╭─ DATASET ENTRIES

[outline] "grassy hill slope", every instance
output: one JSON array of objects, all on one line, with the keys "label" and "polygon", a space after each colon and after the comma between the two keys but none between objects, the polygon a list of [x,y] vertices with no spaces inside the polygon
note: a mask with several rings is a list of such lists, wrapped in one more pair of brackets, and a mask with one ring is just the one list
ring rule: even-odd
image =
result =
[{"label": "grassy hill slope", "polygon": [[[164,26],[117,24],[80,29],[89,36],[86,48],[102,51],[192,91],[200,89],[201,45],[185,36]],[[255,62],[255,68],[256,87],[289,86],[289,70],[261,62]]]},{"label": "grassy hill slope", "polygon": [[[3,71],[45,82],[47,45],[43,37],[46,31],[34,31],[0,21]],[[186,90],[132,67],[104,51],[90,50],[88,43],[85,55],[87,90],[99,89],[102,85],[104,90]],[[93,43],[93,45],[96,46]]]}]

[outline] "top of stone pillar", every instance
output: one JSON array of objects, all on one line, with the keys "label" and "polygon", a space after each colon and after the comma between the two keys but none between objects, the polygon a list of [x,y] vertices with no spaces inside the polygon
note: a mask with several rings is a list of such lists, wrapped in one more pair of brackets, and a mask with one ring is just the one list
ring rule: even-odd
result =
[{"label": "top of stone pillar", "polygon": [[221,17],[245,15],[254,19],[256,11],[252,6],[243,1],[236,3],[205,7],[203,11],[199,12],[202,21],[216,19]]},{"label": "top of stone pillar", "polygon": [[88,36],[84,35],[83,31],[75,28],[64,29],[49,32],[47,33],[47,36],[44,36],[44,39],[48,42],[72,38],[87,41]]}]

╰─

## TASK PROMPT
Can you rewrite every record above, swapping "even-odd" for "nonzero" wherever it occurs and leaving everything else unchanged?

## FINAL RESULT
[outline] "grassy hill slope", every instance
output: one JSON array of objects, all on one line, with the keys "label" and "polygon", a space after each colon and after the comma between the two keys but none between objects, the polygon a list of [x,y] vertices with no spaces inside the polygon
note: a mask with several rings is a list of such lists, wrapped in one more pair of brackets, and a mask with one ring is just the one list
ring rule: nonzero
image =
result =
[{"label": "grassy hill slope", "polygon": [[[164,26],[117,24],[80,29],[89,36],[86,48],[102,51],[192,91],[200,89],[201,45],[185,36]],[[255,62],[255,68],[256,87],[289,86],[289,70],[261,62]]]},{"label": "grassy hill slope", "polygon": [[[3,71],[45,82],[47,45],[43,37],[46,31],[34,31],[0,21]],[[186,90],[132,67],[104,51],[90,50],[88,43],[85,55],[87,90],[99,89],[102,85],[104,90]],[[93,43],[93,45],[96,46]]]}]

[outline] "top of stone pillar", every instance
output: one JSON array of objects, all on one line, with the keys "label" and "polygon", a space after each colon and after the comma between the two keys but none between objects, the polygon a list of [x,y] vertices with no spaces inside the polygon
note: a mask with several rings is a list of such lists, wrapped in one more pair of brackets, and a mask with one ring is just the one list
ring rule: nonzero
result =
[{"label": "top of stone pillar", "polygon": [[221,17],[245,15],[254,19],[256,11],[252,6],[243,1],[236,3],[205,7],[203,11],[199,12],[202,21],[216,19]]},{"label": "top of stone pillar", "polygon": [[88,36],[84,35],[83,31],[75,28],[64,29],[49,32],[47,33],[47,36],[44,36],[44,39],[48,42],[72,38],[87,41]]}]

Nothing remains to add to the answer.